_Problems_.
a. Return the passage of the New York visit text from "Issue #81 focused" to "up when done.", copied word for word.
b. Resume the New York visit text, starting right after its last sentence.

Happy Holidays
The visit to New York
City and the Microsoft Windows XP digital gallery
was great, surpassing all expectations!!!
Visitors to the gallery were skilled
in computers, knowledgeable of computer video editing, and interested in seeing
what Movie Maker and Photo Story could do... they were
pretty impressed, and went home eager to try them. We had long
stimulating sessions.
Bernadette was with me on the trip,
and we both wanted to get a first hand update
on the city we grew up in... and hadn't been back for a
visit in over 20 years. When I went to the gallery, she
visited a couple museums. We had enough time to see some of the
sights together. We stayed at the
Iroquois hotel on 44th Street, a block from Times Square with its 24hr per
day Starbucks, a mile from the gallery on 22nd Street, and a mile from 26th
Street and 10th Avenue where I lived until I was 23... but too far
from Bernadette's childhood home in the Bronx.
Bernadette took
515 still pix (5 megapixel camera), and I
shot 178 minutes of digital video (all widescreen). Here's
a 4-1/4 minute holiday video greeting collage from them... click the link or the
image.
There's a new touch that I worked on
when editing it, how to do a regular transition to or from a
custom image overlay... you may or may not notice the results as
you watch it the first time. Hopefully they're smooth enough that you won't.
I'll give you a hint... the first one starts at the 41 second
point.
I'd like to share the 'how-to' for
such use of image overlays.
Issue #81 focused on the timeline of
a holiday video project, a bit similar to this video, so I'll limit the project
details to my tweaking the overlays. But, with much more footage taken in
New York, I'll add an overview of my methods of marking tapes, making
notes, capturing and collecting project files, making the projects, and
cleaning things up when done.

_Stored rows_.
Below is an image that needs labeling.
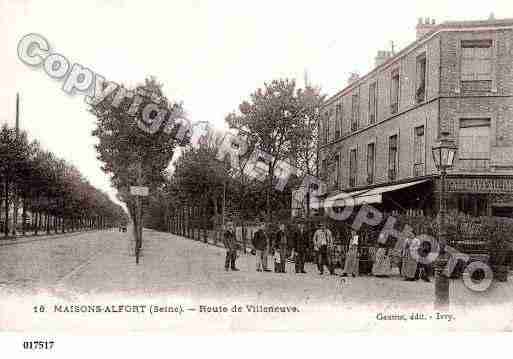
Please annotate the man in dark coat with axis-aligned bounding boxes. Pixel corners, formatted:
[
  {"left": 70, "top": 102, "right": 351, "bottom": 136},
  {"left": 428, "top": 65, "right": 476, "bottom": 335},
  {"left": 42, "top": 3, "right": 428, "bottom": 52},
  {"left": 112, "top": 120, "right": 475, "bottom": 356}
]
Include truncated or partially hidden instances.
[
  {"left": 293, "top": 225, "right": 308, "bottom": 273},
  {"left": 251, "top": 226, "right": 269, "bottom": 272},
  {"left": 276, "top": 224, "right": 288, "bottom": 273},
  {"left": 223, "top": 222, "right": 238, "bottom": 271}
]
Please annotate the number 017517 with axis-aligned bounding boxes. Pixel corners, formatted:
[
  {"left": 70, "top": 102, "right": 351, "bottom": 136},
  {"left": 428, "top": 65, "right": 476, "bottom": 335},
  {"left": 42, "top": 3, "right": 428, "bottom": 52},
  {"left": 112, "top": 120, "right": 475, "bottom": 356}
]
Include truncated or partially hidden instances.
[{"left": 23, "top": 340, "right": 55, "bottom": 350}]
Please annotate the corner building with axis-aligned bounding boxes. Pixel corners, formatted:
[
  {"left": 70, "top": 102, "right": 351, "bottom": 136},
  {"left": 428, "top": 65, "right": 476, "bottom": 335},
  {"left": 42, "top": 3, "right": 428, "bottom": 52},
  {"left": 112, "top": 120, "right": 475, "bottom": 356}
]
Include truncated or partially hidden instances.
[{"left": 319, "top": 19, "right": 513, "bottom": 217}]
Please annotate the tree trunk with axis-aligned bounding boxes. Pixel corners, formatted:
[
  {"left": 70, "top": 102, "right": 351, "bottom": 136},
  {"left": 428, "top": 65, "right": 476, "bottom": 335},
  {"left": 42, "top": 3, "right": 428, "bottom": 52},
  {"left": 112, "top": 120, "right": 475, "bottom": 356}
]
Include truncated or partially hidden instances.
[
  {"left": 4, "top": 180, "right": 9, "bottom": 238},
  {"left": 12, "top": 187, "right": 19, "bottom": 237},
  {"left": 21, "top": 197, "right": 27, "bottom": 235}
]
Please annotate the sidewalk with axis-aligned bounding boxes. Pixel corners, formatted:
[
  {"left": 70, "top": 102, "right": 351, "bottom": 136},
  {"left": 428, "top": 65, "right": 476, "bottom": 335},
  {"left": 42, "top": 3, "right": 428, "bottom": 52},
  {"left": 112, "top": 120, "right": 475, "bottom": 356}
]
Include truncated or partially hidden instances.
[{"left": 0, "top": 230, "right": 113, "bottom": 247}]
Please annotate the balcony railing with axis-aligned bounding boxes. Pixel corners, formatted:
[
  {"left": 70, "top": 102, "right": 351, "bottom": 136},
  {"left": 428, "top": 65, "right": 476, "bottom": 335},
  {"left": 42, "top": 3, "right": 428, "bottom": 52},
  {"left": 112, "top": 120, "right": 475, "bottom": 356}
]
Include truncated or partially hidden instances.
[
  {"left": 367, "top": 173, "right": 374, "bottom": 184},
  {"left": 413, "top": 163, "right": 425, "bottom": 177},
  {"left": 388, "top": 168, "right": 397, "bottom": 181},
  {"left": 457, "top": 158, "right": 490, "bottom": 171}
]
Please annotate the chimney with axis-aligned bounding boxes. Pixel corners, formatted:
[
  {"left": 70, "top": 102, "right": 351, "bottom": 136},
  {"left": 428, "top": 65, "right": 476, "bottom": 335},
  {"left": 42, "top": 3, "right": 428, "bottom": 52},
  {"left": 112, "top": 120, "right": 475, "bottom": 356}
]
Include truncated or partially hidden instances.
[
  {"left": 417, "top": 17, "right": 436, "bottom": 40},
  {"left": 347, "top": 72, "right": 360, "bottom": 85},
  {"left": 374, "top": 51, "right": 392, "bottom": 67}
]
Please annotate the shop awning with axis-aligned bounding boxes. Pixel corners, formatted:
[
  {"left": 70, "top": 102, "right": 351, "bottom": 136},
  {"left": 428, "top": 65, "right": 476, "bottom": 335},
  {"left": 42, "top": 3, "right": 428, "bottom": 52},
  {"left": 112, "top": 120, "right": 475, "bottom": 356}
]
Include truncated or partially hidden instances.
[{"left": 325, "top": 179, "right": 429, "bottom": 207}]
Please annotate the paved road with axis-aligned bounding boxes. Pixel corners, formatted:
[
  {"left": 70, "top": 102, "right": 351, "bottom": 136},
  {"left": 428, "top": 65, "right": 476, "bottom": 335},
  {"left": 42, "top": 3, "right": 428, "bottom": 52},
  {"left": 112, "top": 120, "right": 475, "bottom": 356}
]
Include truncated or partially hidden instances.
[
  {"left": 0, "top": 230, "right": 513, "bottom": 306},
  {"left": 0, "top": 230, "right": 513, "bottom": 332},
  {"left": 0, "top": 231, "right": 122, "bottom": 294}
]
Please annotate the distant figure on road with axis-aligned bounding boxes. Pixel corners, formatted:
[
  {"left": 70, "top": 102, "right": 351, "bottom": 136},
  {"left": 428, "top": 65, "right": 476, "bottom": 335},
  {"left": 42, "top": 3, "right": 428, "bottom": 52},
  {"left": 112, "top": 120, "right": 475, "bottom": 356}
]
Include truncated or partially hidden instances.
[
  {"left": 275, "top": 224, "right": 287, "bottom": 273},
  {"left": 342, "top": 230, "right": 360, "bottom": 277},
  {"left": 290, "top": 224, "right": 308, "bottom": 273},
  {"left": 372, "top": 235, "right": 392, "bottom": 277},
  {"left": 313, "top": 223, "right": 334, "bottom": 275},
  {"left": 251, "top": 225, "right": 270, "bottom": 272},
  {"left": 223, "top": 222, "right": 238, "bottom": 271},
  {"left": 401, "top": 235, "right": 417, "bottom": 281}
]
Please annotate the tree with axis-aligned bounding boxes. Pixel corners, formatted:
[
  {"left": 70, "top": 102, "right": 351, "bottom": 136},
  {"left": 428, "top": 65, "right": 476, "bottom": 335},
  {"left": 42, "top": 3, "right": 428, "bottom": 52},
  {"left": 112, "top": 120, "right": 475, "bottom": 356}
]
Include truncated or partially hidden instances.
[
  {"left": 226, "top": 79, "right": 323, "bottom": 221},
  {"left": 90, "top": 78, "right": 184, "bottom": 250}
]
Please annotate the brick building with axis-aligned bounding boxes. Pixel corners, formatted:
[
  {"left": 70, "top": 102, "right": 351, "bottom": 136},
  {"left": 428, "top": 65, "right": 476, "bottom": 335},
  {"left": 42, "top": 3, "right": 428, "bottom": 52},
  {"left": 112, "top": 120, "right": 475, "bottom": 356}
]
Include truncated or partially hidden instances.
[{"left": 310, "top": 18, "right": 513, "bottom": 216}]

_Task-by-task outputs_.
a.
Issue #81 focused on the timeline of
a holiday video project, a bit similar to this video, so I'll limit the project
details to my tweaking the overlays. But, with much more footage taken in
New York, I'll add an overview of my methods of marking tapes, making
notes, capturing and collecting project files, making the projects, and
cleaning things up when done.

b.
... before getting into it, here
are a couple notes...
Notes...
The gallery
and long weekend in New York City were great!! A
number of very interested and skilled people showed up, and we had a long
engaging show-and-tell session. Movie Maker and Photo Story did everything they
asked to see, and showed themselves off well. No-one was shy when it came
to asking for info, and beyond asking, wanting to see it done.
Having attended both the
San Francisco and New York galleries, I'd say that interest in still pictures
exceeds interest in video by about 10 to 1. If you want to introduce others
to this software, start with Photo Story and then ease them into Movie
Maker. No matter how easy it is to use Movie Maker, the process of movie
editing intimidates most people.
.... on to
the main topic...
a
Holiday Video...
It was an especially busy
week. On Tuesday night, back home from New York, I still didn't have a
topic for this newsletter. So I did what I do so often, look at what I'm so
busy doing and write about it. As soon as the suitcases were unpacked, I
was engrossed in looking at the pictures and video. I had already cataloged the
footage and wanted to do something quickly with some of it... Christmas was
less than a week away, and an online holiday greeting video couldn't wait
much longer. I decided to do the greeting and newsletter together.
Here's an overview of the
process used to make the video...
Cataloging the
video...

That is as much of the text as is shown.